ИСХОДНЫЙ ТЕКСТ
··········

Вернулся раньше времени.
Машина подошла к посадочному «Т» и начала плавно приземляться на три точки. Но едва она коснулась [178] колесами земли, как произошел огромной силы взрыв. Горящие куски самолета разлетелись во все стороны. Мы бросились к месту катастрофы. Но наша помощь была уже не нужна. Никого из экипажа в живых не осталось. Летчик гвардии младший лейтенант Н. Ф. Красиков, штурман гвардии младший лейтенант П. А. Доценко и воздушный стрелок-радист гвардии старший сержант М. М. Степанов погибли. Жаль товарищей, отдающих жизнь в бою, но умирающих случайно и так нелепо вдвойне.
Едва успели убрать с посадочной полосы обломки самолета, как в воздухе снова послышался гул моторов. Возвращались все три группы пикировщиков. Первыми произвели посадку маленькие и верткие «яки». За ними один за другим тяжело плюхались у посадочного «Т» двухмоторные «Петляковы».

··········

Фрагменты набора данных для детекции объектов
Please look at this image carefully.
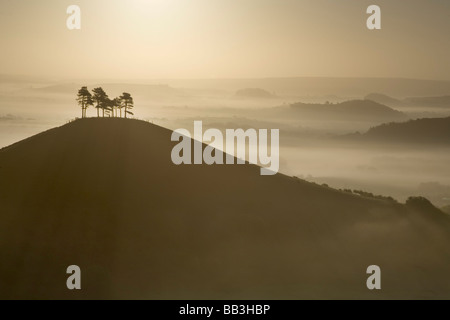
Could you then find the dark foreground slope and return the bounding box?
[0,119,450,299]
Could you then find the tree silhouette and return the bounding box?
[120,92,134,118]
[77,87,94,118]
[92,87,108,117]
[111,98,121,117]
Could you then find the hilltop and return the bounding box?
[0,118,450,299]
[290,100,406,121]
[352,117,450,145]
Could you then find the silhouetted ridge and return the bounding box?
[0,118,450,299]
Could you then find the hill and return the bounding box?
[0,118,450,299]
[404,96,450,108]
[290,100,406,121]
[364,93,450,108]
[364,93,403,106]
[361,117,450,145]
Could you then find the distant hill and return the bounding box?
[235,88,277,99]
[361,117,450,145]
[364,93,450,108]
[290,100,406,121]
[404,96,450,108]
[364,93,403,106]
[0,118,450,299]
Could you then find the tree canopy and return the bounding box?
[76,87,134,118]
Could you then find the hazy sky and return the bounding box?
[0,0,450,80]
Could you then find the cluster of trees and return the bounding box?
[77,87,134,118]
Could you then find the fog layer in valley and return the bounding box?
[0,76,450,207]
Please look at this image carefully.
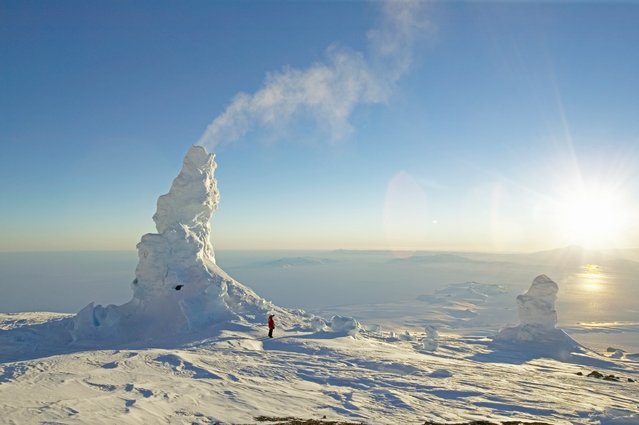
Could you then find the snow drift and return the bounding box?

··········

ЗАДАНИЯ
a - Приведите фрагмент исходного текста от слов «Вернулся раньше времени.» до слов «так нелепо вдвойне.», заменив «Горящие» на «Пылающие».
b - Оформите в виде нумерованного списка только записи от строки с «Could you then find the silhouetted» до конца записей включительно. Пустые строки и изображения в ответ не включайте.

ОТВЕТЫ К ЗАДАНИЯМ
a -
Вернулся раньше времени.
Машина подошла к посадочному «Т» и начала плавно приземляться на три точки. Но едва она коснулась [178] колесами земли, как произошел огромной силы взрыв. Пылающие куски самолета разлетелись во все стороны. Мы бросились к месту катастрофы. Но наша помощь была уже не нужна. Никого из экипажа в живых не осталось. Летчик гвардии младший лейтенант Н. Ф. Красиков, штурман гвардии младший лейтенант П. А. Доценко и воздушный стрелок-радист гвардии старший сержант М. М. Степанов погибли. Жаль товарищей, отдающих жизнь в бою, но умирающих случайно и так нелепо вдвойне.

b -
1. Could you then find the silhouetted ridge and return the bounding box?
2. [0,118,450,299]
3. Could you then find the hill and return the bounding box?
4. [0,118,450,299]
5. [404,96,450,108]
6. [290,100,406,121]
7. [364,93,450,108]
8. [364,93,403,106]
9. [361,117,450,145]
10. Could you then find the distant hill and return the bounding box?
11. [235,88,277,99]
12. [361,117,450,145]
13. [364,93,450,108]
14. [290,100,406,121]
15. [404,96,450,108]
16. [364,93,403,106]
17. [0,118,450,299]
18. Could you then find the tree canopy and return the bounding box?
19. [76,87,134,118]
20. Could you then find the hazy sky and return the bounding box?
21. [0,0,450,80]
22. Could you then find the cluster of trees and return the bounding box?
23. [77,87,134,118]
24. Could you then find the fog layer in valley and return the bounding box?
25. [0,76,450,207]
26. Please look at this image carefully.
27. Could you then find the snow drift and return the bounding box?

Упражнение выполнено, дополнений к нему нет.